Copy out everything from the line containing "of the utility" down to the line containing "(1215, 380)", keeping each line identical and including both of those lines.

__DATA FOR THIS TASK__.
## BEGIN
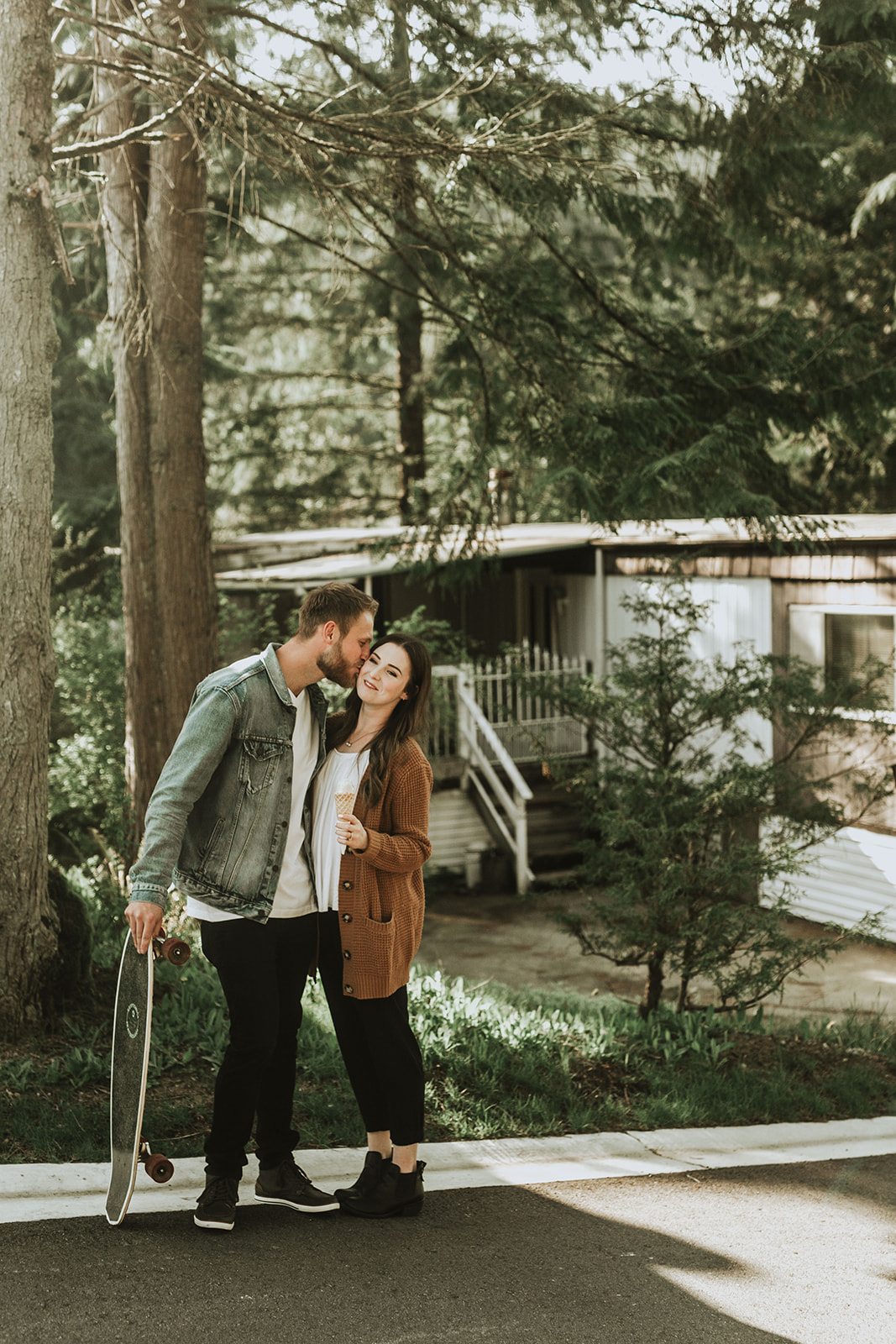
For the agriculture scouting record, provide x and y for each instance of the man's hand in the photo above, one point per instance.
## END
## BEGIN
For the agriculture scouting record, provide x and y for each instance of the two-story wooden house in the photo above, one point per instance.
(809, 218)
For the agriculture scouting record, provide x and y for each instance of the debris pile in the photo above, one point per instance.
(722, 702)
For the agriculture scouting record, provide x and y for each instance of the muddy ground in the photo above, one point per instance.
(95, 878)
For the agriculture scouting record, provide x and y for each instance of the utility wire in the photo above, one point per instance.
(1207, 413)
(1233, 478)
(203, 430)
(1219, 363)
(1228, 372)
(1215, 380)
## END
__SOLUTION TO THIS PROBLEM__.
For the agriculture scouting record, provide x and y for each instance of the utility wire in the photo above, one point per instance.
(1207, 413)
(1233, 478)
(203, 430)
(1219, 363)
(1228, 372)
(1215, 380)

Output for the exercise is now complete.